Your objective -
Make an exact copy of the lines from the top of the entries below through the line with "99, row 110". Leave all pictures out.

+===+

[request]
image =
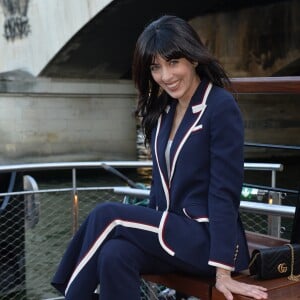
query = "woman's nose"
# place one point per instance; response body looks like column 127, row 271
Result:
column 166, row 74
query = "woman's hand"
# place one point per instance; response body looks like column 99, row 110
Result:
column 226, row 285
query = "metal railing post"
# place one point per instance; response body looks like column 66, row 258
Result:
column 274, row 222
column 74, row 202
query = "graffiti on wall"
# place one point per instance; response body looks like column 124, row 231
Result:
column 16, row 24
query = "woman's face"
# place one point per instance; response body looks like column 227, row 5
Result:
column 177, row 77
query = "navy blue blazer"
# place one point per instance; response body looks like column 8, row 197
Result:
column 206, row 163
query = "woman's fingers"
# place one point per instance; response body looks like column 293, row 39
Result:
column 228, row 286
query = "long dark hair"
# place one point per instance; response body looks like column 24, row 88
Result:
column 171, row 38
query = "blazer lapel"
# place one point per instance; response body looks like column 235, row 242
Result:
column 191, row 119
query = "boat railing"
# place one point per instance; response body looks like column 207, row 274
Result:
column 272, row 210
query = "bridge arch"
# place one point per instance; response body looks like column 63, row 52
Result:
column 47, row 36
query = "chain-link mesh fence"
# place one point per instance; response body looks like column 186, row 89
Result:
column 35, row 230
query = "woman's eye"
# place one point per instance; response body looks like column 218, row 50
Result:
column 173, row 62
column 154, row 68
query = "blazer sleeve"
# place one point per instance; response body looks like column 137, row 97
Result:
column 226, row 179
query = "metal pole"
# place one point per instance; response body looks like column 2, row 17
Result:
column 274, row 222
column 74, row 202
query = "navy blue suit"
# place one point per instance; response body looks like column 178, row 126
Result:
column 192, row 224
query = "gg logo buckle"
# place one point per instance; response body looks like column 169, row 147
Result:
column 282, row 268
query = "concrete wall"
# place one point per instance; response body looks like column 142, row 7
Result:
column 258, row 41
column 52, row 23
column 47, row 121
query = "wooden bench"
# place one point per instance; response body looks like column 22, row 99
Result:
column 203, row 288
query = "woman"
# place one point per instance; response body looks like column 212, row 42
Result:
column 192, row 225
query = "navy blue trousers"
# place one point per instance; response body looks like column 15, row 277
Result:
column 114, row 246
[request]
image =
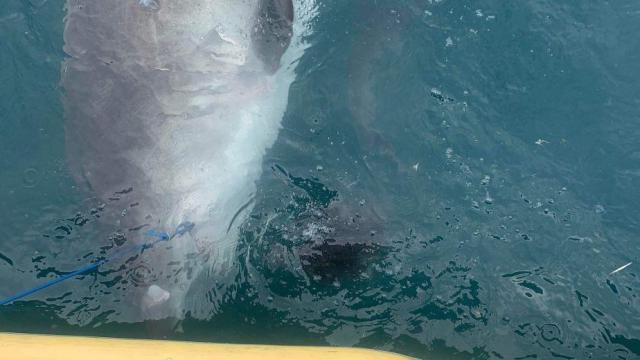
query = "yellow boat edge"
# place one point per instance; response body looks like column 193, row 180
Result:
column 36, row 347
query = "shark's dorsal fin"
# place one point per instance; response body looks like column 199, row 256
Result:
column 273, row 31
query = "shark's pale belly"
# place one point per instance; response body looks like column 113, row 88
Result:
column 171, row 107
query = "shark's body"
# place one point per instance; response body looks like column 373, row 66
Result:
column 174, row 103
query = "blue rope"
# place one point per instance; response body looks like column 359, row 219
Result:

+===+

Response to this exercise -
[request]
image =
query = "woman's nose"
# place one point per instance; response body looks like column 127, row 271
Result:
column 166, row 74
query = "woman's hand"
# place one point per instance; response body looks like column 99, row 110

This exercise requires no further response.